> **EXERCISE TEXT**:
#####
Shin splints cause pain in and around your shin bone and can wreck exercise goals. Learn how to get rid of shin splints — and how to avoid them in the future.
Despite your best efforts to get in shape, you can be derailed by shin splints. This exercise-caused injury is marked by tenderness, soreness, and pain running along the inside of your tibia (better known as the shin bone). It may be accompanied by mild swelling in the bottom part of your leg, too.
The pain can occur during and after exercise, feel sharp and razor-like, dull or throbbing, or hurt even more if you touch it, the American Academy of Orthopaedic Surgeons explains. Shin splints can be so uncomfortable you’ll likely wonder what exactly caused your injury — and what you can do to never go through this pain again.
First, realize you aren’t alone. Whether a seasoned athlete or weekend warrior, shin splits are common sports injuries. Although they often occur in people who run (especially on hard surfaces), shin splints also happen to dancers and military recruits going through physical training.
In fact, shin splints can occur in anyone who works out and has recently changed or intensified their training routine, according to the American Medical Society for Sports Medicine. The increased activity, especially if you haven’t worked up to the new workout or running level, overworks muscles, tendons, and bone tissue around the tibia.
The resulting discomfort may go away when you stop exercising but, if you don’t let the shin splint heal, the pain can get worse — and might progress to more serious problems such as a stress fracture.
Fortunately, you can learn how to get rid of shin splints, most of the time, with some common-sense measures.
How to get rid of shin splints with self-help strategies.
Tips to heal shin splints and get back to your active lifestyle:
Don’t rush recovery! Shin splints are typically caused by overuse, so it can take several weeks of rest from the activity that caused the pain for you to heal. For example, if your injury resulted from running, especially on a hard surface, rest for a week or two. As you recover, skip pounding the pavement and opt for low impact exercise like swimming or using an elliptical trainer, the American Academy of Orthopaedic Surgeons advises.
Pain relievers, in moderation. Over-the-counter medications like aspirin, ibuprofen, and naproxen reduce pain and swelling. (Remember they can cause stomach upset, however, so only use them as needed.)
Ice is nice. Use cold packs for 20 minutes at a time, several times a day, to reduce pain and swelling. Once you are back to your regular exercise routine, icing may be needed afterwards for several weeks to prevent soreness, according to the American Medical Society for Sports Medicine.
#####
> **RECORDED DATA**:
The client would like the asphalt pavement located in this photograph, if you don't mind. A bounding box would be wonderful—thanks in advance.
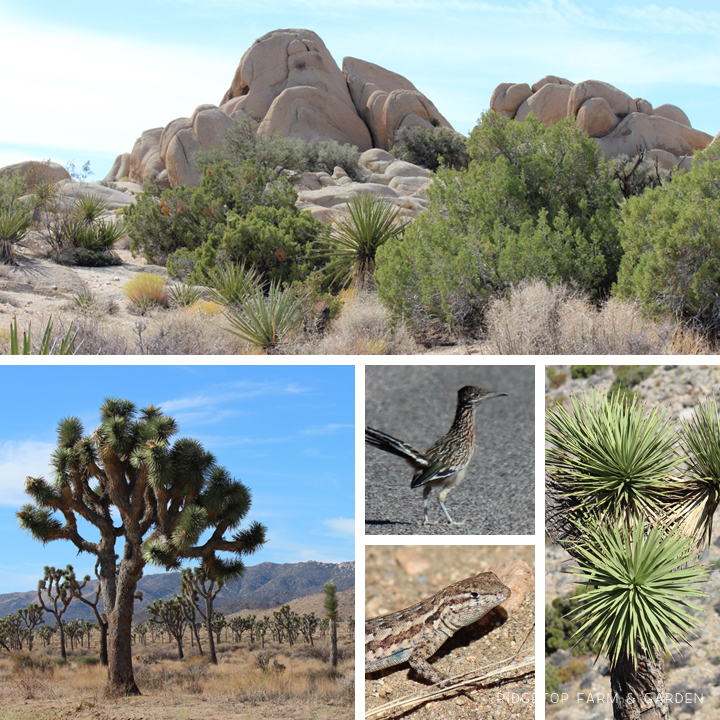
[365,365,535,535]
#####
> **WORK TO COMPLETE**:
How long at a time does the shin splints text say to apply cold packs?

> **ANSWER BOX**:
20 minutes at a time.